Selected extract
+ + +
Mimsy were the Borogoves - why is "mimsy" an adjective?

I'm reading Lewis Carroll's "Through the Looking-Glass" and I've found a famous poem Jabberwocky:

Twas bryllyg, and the slythy toves
Did gyre and gymble in the wabe:
All mimsy were the borogoves;
And the mome raths outgrabe.

I've read some articles about that poem. All of them (for instance, this one) say that mimsy is an adjective, but they don't say why. I can't make head nor tail of the syntax of this sentence.

For example, a sentence with similar structure might look like this:

All gray were the wolves

But I guess that it is an incorrect form, and the correct form is:

All the gray ones were the wolves

So, is the form of using an adjective in the example above really correct? And why it can't be a noun (i.e. like in all wolves were the animals)? I really can't understand it.


At the suggestion of the kind commenter, let me discuss the syntax of

All mimsy were the borogoves

There are two possibilities. The first is that mimsy is a noun, in which case we have the structure

Subject Copulative-Verb Predicate-Complement

where

Subject = Noun Phrase All mimsy
Copulative Verb = were
Predicate Complement = Noun Phrase the borogoves

This pattern would obtain for recognizable nouns thusly:

All priests were the granters of indulgences.
+ + +
Data
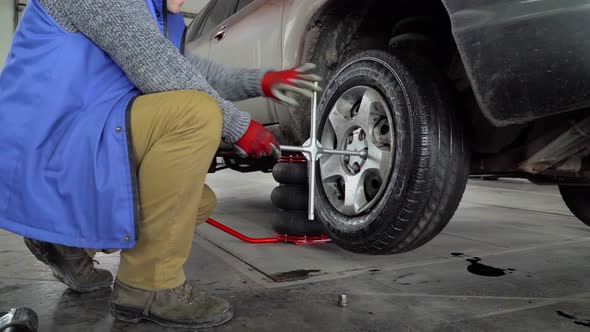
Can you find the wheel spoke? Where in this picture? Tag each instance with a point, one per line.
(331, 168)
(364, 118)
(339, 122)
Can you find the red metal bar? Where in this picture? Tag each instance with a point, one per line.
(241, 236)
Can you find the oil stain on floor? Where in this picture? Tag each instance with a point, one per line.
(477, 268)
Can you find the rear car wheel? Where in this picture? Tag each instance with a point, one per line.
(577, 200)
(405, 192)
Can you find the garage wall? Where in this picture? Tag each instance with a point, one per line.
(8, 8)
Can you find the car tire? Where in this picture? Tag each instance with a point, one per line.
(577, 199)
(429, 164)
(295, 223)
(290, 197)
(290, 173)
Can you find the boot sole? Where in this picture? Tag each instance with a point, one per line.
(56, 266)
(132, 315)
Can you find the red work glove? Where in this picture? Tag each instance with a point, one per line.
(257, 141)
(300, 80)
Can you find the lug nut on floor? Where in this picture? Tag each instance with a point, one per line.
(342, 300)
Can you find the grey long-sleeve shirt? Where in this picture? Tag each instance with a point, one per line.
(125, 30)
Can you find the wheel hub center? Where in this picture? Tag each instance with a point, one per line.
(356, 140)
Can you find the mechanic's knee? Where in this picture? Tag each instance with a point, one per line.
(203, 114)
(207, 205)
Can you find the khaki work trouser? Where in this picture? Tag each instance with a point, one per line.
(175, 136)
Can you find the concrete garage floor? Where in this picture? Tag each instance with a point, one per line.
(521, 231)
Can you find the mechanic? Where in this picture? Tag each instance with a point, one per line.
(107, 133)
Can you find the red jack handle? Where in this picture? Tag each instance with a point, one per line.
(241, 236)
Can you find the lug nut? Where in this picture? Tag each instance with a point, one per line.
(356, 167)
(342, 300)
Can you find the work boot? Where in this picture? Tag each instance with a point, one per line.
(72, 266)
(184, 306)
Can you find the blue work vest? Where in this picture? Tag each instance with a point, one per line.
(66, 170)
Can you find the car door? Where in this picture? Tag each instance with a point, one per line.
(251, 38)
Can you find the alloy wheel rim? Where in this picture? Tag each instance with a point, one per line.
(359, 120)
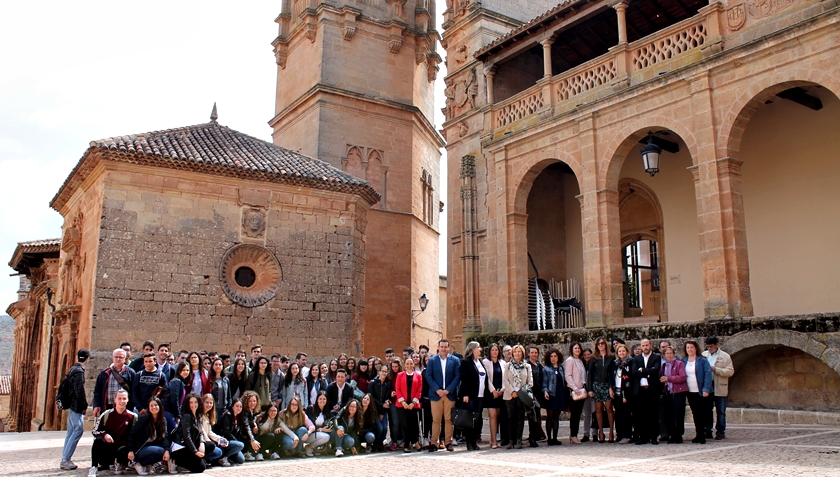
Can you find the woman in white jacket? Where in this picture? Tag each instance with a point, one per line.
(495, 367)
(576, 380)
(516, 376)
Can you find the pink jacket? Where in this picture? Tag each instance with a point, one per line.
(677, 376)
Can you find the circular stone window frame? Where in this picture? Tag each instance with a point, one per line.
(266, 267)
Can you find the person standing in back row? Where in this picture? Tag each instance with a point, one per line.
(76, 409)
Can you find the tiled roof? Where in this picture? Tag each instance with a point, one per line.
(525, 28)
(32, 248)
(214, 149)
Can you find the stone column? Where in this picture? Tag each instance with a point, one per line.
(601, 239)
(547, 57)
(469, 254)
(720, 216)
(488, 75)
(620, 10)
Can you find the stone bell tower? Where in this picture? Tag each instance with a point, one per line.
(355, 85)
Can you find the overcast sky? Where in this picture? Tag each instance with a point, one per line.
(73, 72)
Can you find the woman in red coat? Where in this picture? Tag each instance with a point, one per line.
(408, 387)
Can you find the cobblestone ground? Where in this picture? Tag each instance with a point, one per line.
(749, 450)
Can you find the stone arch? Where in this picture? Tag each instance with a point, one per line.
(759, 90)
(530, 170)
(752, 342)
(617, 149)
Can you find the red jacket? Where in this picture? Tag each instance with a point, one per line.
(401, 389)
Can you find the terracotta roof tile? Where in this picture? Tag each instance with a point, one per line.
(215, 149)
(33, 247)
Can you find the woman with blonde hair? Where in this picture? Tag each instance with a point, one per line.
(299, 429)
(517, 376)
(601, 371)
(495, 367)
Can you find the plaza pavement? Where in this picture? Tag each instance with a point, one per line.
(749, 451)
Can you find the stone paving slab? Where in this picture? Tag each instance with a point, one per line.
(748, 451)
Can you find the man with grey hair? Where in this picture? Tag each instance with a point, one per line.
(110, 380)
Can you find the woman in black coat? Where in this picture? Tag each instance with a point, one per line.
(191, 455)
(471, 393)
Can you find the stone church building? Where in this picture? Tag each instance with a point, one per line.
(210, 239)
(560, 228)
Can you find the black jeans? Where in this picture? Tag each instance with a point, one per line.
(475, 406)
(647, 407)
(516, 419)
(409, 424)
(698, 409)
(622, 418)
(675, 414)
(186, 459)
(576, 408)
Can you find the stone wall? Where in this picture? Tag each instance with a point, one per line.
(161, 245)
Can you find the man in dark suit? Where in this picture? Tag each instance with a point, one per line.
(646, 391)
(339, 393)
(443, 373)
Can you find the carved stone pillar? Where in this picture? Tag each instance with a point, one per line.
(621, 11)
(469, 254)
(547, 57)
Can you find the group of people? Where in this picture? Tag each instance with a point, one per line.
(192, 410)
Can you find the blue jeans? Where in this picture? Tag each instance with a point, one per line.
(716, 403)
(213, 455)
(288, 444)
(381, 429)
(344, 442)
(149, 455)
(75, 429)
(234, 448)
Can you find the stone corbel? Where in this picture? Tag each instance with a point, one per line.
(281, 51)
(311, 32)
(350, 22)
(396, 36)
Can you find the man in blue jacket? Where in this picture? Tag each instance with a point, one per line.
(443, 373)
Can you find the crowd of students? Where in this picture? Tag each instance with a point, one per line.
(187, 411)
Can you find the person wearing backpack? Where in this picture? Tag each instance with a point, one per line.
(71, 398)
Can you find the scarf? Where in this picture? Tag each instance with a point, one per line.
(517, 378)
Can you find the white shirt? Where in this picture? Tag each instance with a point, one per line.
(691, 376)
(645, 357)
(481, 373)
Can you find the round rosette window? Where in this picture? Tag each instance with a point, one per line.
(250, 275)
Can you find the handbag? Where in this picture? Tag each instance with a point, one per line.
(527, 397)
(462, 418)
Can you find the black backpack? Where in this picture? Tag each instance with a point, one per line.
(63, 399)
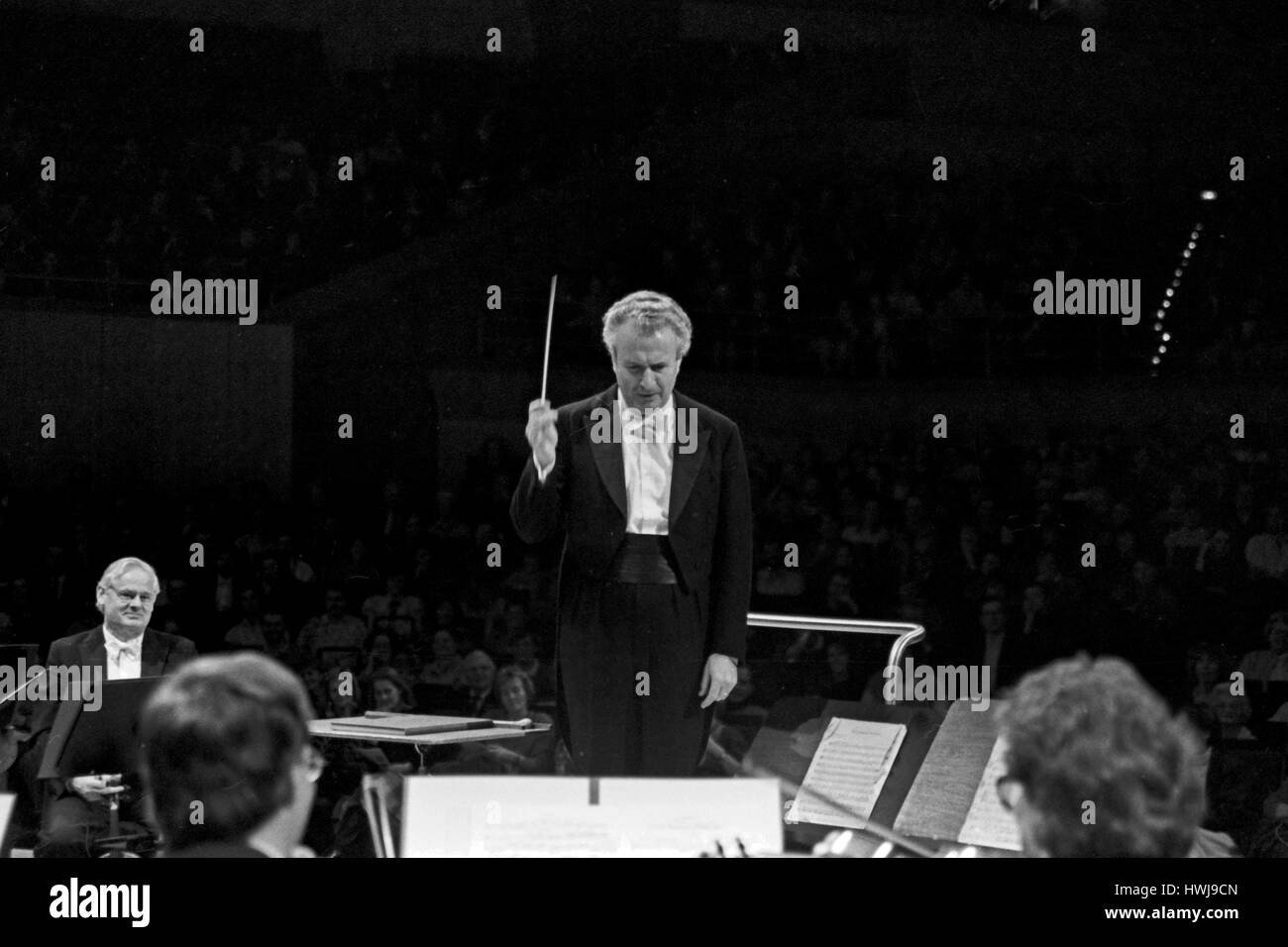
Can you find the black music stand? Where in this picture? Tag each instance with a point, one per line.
+ + +
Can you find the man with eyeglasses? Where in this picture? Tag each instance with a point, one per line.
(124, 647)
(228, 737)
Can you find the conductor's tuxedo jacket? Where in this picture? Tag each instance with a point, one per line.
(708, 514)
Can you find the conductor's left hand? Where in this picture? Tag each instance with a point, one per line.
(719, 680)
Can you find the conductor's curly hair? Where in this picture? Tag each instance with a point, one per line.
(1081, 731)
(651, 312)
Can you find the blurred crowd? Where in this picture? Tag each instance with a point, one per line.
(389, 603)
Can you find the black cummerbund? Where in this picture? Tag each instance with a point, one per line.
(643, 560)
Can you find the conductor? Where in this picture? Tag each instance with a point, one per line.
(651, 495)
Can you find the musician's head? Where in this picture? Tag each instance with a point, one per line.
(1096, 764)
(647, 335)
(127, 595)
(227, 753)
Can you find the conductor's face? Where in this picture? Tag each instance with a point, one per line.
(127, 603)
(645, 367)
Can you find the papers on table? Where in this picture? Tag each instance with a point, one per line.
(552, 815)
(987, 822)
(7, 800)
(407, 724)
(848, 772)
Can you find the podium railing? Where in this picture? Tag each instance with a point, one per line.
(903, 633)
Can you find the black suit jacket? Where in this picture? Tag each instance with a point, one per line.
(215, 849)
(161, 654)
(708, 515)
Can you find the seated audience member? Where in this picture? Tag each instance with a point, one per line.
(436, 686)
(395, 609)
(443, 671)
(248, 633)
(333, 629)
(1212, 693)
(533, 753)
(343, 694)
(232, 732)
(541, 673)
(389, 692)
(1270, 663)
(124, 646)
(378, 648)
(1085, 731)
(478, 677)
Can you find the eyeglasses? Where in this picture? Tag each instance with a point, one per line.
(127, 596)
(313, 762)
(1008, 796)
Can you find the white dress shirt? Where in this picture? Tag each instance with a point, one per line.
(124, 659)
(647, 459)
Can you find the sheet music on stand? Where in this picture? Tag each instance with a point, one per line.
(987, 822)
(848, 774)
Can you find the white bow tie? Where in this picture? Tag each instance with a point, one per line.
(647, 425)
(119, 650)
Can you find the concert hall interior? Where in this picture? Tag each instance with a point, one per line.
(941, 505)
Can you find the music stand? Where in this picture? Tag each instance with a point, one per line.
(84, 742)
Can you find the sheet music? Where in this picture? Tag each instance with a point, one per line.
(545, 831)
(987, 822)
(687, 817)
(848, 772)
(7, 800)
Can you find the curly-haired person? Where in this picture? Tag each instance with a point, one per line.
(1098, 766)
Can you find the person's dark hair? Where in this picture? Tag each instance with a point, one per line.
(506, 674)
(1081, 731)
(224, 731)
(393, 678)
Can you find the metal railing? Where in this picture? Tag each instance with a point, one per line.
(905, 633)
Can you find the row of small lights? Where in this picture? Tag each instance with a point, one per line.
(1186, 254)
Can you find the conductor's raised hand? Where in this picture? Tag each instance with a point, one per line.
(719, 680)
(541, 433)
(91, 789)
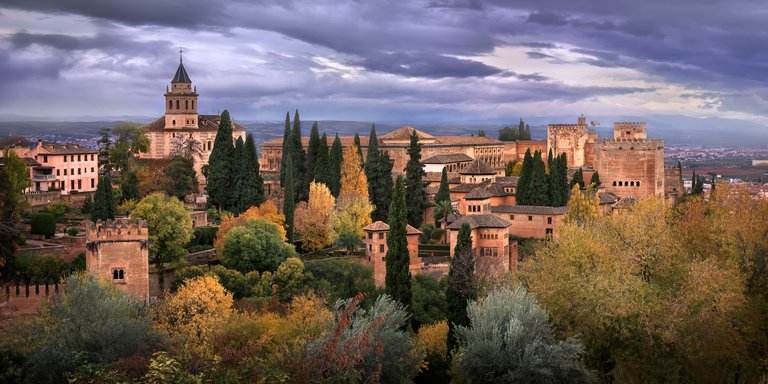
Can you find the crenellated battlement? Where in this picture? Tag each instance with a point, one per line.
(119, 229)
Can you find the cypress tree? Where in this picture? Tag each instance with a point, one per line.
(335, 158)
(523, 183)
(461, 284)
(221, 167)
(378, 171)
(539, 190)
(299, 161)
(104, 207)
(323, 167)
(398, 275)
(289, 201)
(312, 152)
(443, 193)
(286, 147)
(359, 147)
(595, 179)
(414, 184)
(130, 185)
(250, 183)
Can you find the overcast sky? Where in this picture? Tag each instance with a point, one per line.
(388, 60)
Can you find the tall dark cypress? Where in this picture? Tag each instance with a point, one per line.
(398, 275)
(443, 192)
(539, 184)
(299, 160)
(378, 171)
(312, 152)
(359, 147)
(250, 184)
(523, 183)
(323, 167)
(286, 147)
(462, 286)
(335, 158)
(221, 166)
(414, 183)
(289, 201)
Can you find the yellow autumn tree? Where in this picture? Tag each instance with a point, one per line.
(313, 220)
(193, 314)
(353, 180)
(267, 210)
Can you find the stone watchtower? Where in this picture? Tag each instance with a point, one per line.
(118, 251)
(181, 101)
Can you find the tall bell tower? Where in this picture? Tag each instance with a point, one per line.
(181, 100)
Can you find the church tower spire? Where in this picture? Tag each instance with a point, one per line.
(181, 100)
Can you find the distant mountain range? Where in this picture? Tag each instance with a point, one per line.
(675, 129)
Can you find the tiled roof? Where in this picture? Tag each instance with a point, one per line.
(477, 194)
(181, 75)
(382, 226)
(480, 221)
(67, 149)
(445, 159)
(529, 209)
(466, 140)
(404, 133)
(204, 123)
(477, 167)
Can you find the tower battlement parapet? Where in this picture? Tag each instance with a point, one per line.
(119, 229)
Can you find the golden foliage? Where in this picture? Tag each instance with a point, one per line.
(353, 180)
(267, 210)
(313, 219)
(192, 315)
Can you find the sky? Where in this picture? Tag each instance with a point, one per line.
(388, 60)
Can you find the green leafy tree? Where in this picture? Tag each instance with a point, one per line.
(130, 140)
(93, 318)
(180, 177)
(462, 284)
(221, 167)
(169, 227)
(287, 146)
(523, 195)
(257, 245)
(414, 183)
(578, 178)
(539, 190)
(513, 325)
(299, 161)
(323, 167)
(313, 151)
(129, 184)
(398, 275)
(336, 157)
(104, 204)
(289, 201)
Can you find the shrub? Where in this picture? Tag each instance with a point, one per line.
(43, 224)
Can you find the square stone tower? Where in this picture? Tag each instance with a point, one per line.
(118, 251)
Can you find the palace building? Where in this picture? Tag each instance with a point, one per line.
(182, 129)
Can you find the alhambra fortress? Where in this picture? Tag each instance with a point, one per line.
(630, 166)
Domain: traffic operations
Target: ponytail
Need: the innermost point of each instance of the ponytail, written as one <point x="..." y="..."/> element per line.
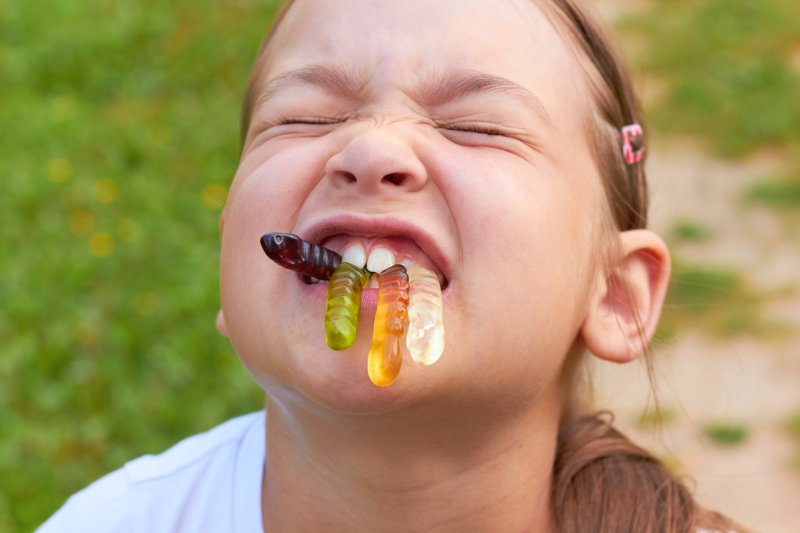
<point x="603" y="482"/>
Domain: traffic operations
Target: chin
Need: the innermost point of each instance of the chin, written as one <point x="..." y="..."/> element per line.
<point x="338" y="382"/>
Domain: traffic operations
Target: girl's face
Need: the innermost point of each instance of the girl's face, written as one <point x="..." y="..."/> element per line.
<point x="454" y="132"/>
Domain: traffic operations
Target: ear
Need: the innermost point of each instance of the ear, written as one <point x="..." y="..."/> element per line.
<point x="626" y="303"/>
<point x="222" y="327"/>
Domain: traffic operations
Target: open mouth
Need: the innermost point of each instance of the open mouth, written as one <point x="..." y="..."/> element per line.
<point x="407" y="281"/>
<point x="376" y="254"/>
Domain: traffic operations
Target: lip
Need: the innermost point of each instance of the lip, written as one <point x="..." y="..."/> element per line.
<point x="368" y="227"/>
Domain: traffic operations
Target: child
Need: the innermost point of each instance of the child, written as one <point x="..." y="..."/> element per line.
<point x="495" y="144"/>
+ + +
Exercise set
a - Revise the discussion of "mimsy" from "All gray were" through "can't understand it.", changing "gray" to "white" throughout.
b - In the discussion of "mimsy", list each part of the structure given for reading mimsy as a noun, along with what fills that part.
c - According to the discussion of "mimsy", in which book is the poem Jabberwocky found?

Solutions to each task
a -
All white were the wolves

But I guess that it is an incorrect form, and the correct form is:

All the white ones were the wolves

So, is the form of using an adjective in the example above really correct? And why it can't be a noun (i.e. like in all wolves were the animals)? I really can't understand it.

b -
Subject: the noun phrase "All mimsy"
Copulative Verb: "were"
Predicate Complement: the noun phrase "the borogoves"

c - Lewis Carroll's "Through the Looking-Glass."